• Texte source:
Je suis en train de le lire, quel bonheur, que d'émotions  ::love:: 

A Sonia, si tu me lis (ou si quelqu'un o
peut transmettre), de ce qu'on m'a dit en école d'archi, l'expression "charrette" vient d'une tradition des ecoles d'architecture. En gros, lors du rendu d'un projet, souvent a la bourre, le chef d'atelier (de groupe de projet en gros) passait parmi les étudiants avec une charrette pour ramasser les projets. Et ces derniers avaient jusqu'au passage de ladite charrette pour peaufiner, pas une seconde de plus. Donc quand on était grave à la bourre pour rendre et qu'on se faisait coincer, on était charrette! C'est passionnant hein? Quant a l'expression pour unprojet qui est livré avec 3 ans de retard, on appelle ça un délai tout a fait raisonnable.

• Extraits des fiches:
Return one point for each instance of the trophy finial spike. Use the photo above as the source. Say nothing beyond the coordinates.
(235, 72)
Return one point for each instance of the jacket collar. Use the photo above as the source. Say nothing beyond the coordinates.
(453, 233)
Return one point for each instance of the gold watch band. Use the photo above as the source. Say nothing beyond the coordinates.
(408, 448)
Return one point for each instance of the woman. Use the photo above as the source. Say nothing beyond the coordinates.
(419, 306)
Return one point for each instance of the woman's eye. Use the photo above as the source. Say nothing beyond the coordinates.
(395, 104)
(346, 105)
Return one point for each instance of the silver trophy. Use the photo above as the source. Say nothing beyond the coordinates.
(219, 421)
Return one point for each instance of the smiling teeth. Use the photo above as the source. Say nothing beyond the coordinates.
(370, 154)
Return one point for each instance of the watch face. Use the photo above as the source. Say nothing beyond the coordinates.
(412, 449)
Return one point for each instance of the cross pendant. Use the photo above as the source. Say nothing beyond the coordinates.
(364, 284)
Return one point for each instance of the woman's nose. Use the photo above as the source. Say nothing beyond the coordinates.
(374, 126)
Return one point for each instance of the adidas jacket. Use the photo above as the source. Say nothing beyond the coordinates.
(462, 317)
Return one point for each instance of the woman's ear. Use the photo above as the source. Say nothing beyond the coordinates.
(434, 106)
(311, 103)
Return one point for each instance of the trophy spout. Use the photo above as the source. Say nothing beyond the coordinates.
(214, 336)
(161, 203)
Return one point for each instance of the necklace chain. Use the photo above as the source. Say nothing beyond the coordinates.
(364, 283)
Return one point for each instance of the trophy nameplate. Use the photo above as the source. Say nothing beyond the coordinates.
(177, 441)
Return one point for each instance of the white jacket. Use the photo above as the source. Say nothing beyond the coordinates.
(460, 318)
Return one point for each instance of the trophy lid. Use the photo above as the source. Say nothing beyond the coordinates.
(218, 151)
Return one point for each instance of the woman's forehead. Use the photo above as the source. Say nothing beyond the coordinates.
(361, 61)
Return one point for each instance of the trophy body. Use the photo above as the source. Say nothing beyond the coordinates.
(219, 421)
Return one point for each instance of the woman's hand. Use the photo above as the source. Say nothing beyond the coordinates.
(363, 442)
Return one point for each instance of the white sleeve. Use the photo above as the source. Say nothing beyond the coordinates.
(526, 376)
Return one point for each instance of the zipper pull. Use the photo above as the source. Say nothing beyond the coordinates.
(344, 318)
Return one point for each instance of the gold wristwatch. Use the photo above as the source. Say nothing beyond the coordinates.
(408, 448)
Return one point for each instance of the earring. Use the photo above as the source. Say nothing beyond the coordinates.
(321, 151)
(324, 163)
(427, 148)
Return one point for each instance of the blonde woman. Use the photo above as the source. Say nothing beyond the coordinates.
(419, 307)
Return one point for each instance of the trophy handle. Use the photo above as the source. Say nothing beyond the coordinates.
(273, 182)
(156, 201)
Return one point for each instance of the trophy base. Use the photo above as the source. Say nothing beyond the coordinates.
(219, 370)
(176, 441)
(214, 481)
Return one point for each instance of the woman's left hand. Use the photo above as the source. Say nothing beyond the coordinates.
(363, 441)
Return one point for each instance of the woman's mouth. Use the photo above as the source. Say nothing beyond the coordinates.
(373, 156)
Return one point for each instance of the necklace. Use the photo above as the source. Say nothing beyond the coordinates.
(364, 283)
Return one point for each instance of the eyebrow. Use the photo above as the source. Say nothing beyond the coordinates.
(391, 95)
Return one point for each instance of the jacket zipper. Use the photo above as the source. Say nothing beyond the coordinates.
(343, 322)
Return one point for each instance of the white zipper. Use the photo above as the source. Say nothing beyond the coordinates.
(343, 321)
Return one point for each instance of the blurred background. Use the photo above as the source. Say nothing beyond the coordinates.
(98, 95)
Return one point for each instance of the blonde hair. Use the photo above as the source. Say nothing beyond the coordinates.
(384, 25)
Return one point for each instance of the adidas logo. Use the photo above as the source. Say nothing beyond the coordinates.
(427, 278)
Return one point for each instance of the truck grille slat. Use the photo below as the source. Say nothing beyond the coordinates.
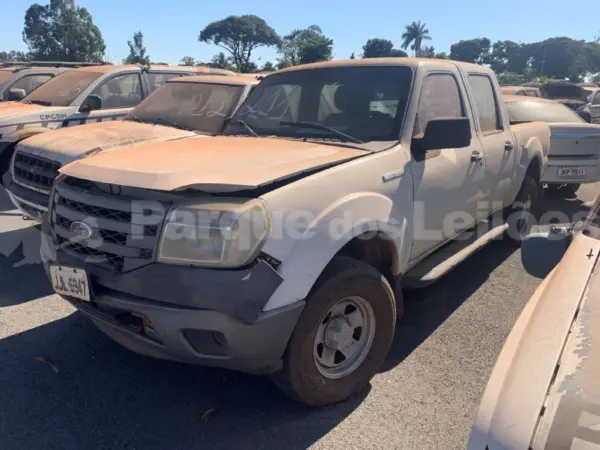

• Exercices:
1. Traduisez en anglais cette phrase du texte source : « Et ces derniers avaient jusqu'au passage de ladite charrette pour peaufiner, pas une seconde de plus. »
2. Répondez brièvement à ces questions sur le texte source.
(a) D'après le texte, de quoi vient l'expression « charrette » ?
(b) Qui passait parmi les étudiants avec une charrette pour ramasser les projets ?
(c) Comment appelle-t-on un projet livré avec 3 ans de retard ?

• Corrigés:
1. And the latter had until the said cart came by to polish their work, not one second more.

2.
(a) D'une tradition des écoles d'architecture.
(b) Le chef d'atelier.
(c) Un délai tout à fait raisonnable.